**TASK**
Extend the Phabricator task thread on the global lock log, picking up right after its final line.

**SELECTED EXTRACT**
——————

Page MenuHomePhabricator

Implement a global lock log to make it easier to debug global locks
Closed, ResolvedPublic

Description

See PHI364. An install is seeing lock failures on one repository cluster host.

Global locks are currently difficult to debug remotely. In particular:

  • MySQL lock length limits make them difficult to read. It would be better to standardize the lock parameterization so the exception can clearly show exactly which lock failed.
  • There's no guidance around which process is holding the locks.

I expect to do this:

  • Implement a new PhabricatorParameterLock, which builds on PhabricatorGlobalLock.
  • This lock takes parameters and automatically hashes them into a scalar lock name, but provides the full parameter list in lock exceptions.
  • Add a new lock log table.
  • Add a GC for the lock log table, which defaults to collecting after 0 seconds.
  • When the lock log GC is configured to retain locks, write a row to the lock log table after acquiring a lock with additional metadata about the host and process which is holding the lock.
  • When a lock is released, update the lock log if we wrote a row.
  • When we raise a lock exception, check the lock log table for information about processes which recently held the lock and report it.
  • Provide bin/lock commands to inspect the table in more detail.

Then installs can configure this GC to enable additional lock debugging information.

Event Timeline

epriestley triaged this task as Normal priority.Mar 1 2018, 5:24 PM
epriestley created this task.

This log is now available at HEAD of master.

Because this log performs a lot of writes and is generally only useful for diagnostics/debugging, it is off by default. To enable the log, run:

phabricator/ $ ./bin/lock log --enable

To disable the log, run:

phabricator/ $ ./bin/lock log --disable

After enabling or disabling the log, restart the daemons to propagate the new configuration.

When the log is enabled, bin/lock log will show information about recent locks:

phabricator/ $ ./bin/lock log
+======+============================================+=====================+=====================+======+===================================+======================================+
| Lock | Name                                       | Acquired            | Released            | Held | Parameters                        | Context                              |
+======+============================================+=====================+=====================+======+===================================+======================================+
| 2798 | ph:local-jrQG43Acc2.i:gc(coll-M7X9NoL0bQvI | Tue, Mar 6, 2:15 AM | Tue, Mar 6, 2:15 AM | +0   | collector=cache.general           | pid=97929, host=Orbital.local, argv= |
| 2799 | ph:local-jrQG43Acc2.i:gc(coll-qRWtIsymKjKf | Tue, Mar 6, 2:15 AM | Tue, Mar 6, 2:15 AM | +0   | collector=cache.markup            | pid=97929, host=Orbital.local, argv= |
...

——————

(Dataset entries)
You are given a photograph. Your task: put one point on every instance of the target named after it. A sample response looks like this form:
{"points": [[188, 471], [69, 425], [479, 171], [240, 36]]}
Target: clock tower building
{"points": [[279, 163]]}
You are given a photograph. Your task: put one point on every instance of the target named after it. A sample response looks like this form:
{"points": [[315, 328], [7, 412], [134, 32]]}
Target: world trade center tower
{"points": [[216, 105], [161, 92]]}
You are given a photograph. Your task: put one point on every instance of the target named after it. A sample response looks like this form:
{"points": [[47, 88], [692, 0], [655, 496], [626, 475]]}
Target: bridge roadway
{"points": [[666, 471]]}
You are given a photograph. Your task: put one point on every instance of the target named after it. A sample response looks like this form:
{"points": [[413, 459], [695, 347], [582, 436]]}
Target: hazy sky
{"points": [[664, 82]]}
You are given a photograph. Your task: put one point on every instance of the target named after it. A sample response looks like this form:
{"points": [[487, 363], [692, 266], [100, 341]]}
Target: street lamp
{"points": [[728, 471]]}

——————

**ANSWER TO THIS PROBLEM**
| 2896 | ph:local-jrQG43Acc2.i:gc(coll-W7L0ZOgcc0zm | Tue, Mar 6, 2:22 AM | Tue, Mar 6, 2:22 AM | +0   | collector=system.destruction.logs | pid=98181, host=Orbital.local, argv= |
| 2897 | ph:local-jrQG43Acc2.i:calenda-sD4JjsyZLryp | Tue, Mar 6, 2:22 AM | Tue, Mar 6, 2:22 AM | +0   |                                   | pid=98181, host=Orbital.local, argv= |
+======+============================================+=====================+=====================+======+===================================+======================================+

If you know the name of the lock you want information about (for example, because you just received a LockException), you can use the --name argument to filter the log:

phabricator/ $ ./bin/lock log --name <lock-name>

In the output table:

  • Rows are written after a lock is acquired.
  • "Released" shows when the lock was released. If this column is empty, the lock was not explicitly released (and may still be held).
  • "Held" shows how many seconds the lock was held for.
  • "Parameters" contains additional information about exactly what the lock was locking.
  • "Context" contains additional information about the process and host which acquired the lock.